→ Problem description:
Answer these questions from the law review excerpt below.
(a) Why did the lawyer threaten to call Immigration and Customs Enforcement on New York restaurant workers?
(b) What did the defense team for Ahmaud Arbery's murderers ask the judge to do?
(c) Who recorded the murder of George Floyd?

→ Selected extract:
● ● ● ● ● ● ●

Excerpted From: Phyllis C. Taite and Nicola “Nicky” Boothe, Teaching Cultural Competence in Law School Curricula: An Essential Step to Facilitate Diversity, Equity, & Inclusion in the Legal Profession, 2022 Utah Law Review 813 (2022) (114 Footnotes)(Full Document)


TaiteBootheA judge made national news when a video was leaked of her and her family using racial slurs. A lawyer's racist rant, where he threatened to call Immigration and Customs Enforcement on New York restaurant workers because they were speaking Spanish, went viral and earned him a public scolding by the court. The defense team for Ahmaud Arbery's murderers had an issue with Black people on the jury and sought to have the judge bar high profile members of the Black community from the courtroom. That same defense team used racist tropes as part of the closing argument to appeal to the presumed racial bias of a nearly all-white jury.

Sadly, these were not isolated incidences of racist or racially insensitive behavior from the bar and the bench. Despite subsequent expressions of remorse, racist behaviors raise concerns about the underlying root causes or belief systems that fueled these previous actions. Such root causes and implicit beliefs have the potential to impact future judicial decisions, defense strategies, and prosecutorial discretion where applicable. These concerns are not limited to the criminal justice system; however, this is where the greatest impact is often most visible.

Questions of racial bias and racism in the law are not new. Technology and social media have, however, made it easier to expose them nationally and globally. In perhaps the most famous example, a teenager's recording and social media exposure of the murder of George Floyd was the catalyst for worldwide protests and renewed calls for racial justice.

Global protests and the subsequent trial of Mr. Floyd's murderers highlighted systemic racism and deeply-rooted problems of bias in America, oftentimes bred from a lack of cross-cultural understanding. Coupled with the national attention of racist behaviors of some judges and lawyers, these protests simultaneously highlighted the need for diversity of thought, and the lack of cross-cultural understanding, in both the bench and the bar. These examples underscore the need for acknowledgment and appreciation for how race and culture influence all aspects of the legal system.

● ● ● ● ● ● ●

→ Data shown:
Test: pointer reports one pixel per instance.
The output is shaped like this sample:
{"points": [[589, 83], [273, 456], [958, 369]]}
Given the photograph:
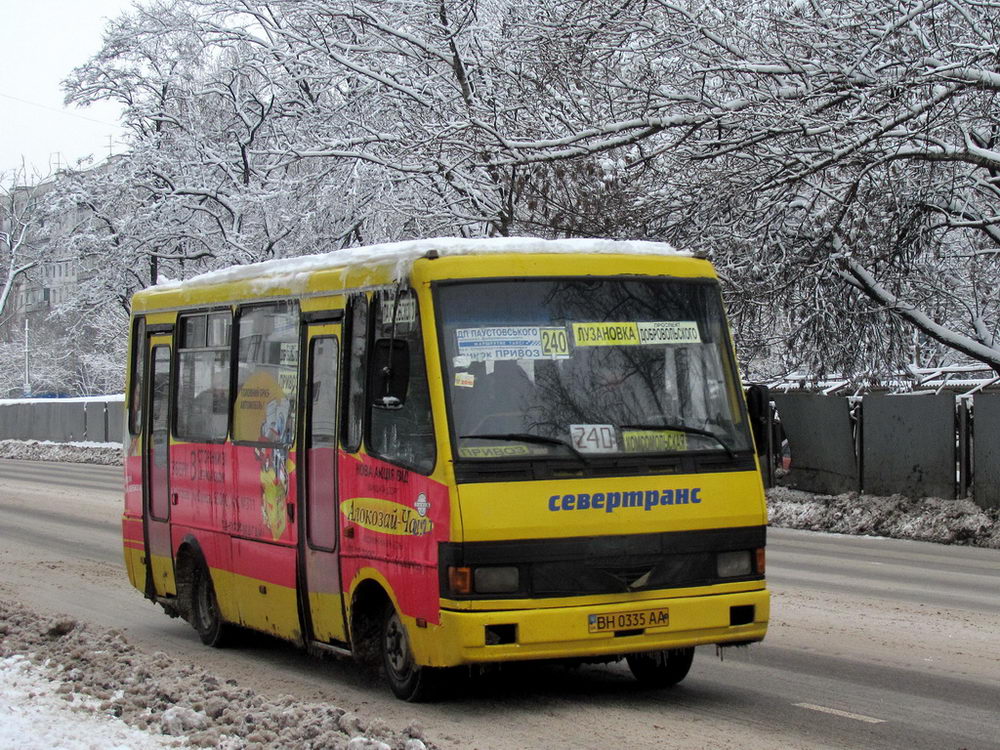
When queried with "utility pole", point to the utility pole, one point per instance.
{"points": [[27, 379]]}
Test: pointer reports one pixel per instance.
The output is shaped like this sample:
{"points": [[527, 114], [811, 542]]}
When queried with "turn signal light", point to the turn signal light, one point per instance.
{"points": [[460, 580]]}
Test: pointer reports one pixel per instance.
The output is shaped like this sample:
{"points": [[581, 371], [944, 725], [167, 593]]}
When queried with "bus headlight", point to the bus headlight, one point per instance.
{"points": [[733, 564], [496, 580]]}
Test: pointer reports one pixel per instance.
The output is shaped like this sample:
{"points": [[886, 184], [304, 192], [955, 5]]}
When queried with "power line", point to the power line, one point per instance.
{"points": [[59, 111]]}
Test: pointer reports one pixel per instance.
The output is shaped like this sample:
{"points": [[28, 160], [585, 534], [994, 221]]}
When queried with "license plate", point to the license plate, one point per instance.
{"points": [[634, 620]]}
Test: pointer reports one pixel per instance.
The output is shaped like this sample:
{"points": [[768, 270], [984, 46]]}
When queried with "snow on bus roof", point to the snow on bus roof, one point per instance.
{"points": [[403, 254]]}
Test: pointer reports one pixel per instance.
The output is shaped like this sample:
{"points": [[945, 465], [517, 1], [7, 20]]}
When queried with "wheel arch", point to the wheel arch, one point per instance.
{"points": [[188, 555], [370, 594]]}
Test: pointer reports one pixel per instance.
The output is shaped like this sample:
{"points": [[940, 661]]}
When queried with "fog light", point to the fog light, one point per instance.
{"points": [[733, 564], [460, 580], [496, 580]]}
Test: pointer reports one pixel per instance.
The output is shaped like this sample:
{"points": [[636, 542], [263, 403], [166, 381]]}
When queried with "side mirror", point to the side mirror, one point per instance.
{"points": [[390, 373]]}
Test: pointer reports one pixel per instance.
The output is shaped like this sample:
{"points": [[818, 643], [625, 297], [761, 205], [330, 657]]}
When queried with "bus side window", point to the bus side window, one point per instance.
{"points": [[357, 366], [203, 377], [403, 434], [137, 376], [267, 379]]}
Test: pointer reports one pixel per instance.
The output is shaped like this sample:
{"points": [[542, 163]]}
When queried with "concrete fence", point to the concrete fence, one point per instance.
{"points": [[931, 445], [98, 419]]}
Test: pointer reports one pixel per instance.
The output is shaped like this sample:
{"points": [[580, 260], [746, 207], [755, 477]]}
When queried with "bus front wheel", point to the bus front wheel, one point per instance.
{"points": [[408, 680], [659, 669], [205, 615]]}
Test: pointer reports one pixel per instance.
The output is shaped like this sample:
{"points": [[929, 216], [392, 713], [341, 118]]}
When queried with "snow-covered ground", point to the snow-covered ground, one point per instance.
{"points": [[70, 686]]}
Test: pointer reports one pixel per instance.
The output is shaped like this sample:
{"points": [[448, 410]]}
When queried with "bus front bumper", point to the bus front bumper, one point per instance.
{"points": [[471, 637]]}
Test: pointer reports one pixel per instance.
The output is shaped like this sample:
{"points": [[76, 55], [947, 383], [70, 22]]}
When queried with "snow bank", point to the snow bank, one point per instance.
{"points": [[929, 519], [108, 454], [61, 682]]}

● ● ● ● ● ● ●

→ Answer section:
(a) Because they were speaking Spanish.
(b) Bar high profile members of the Black community from the courtroom.
(c) A teenager.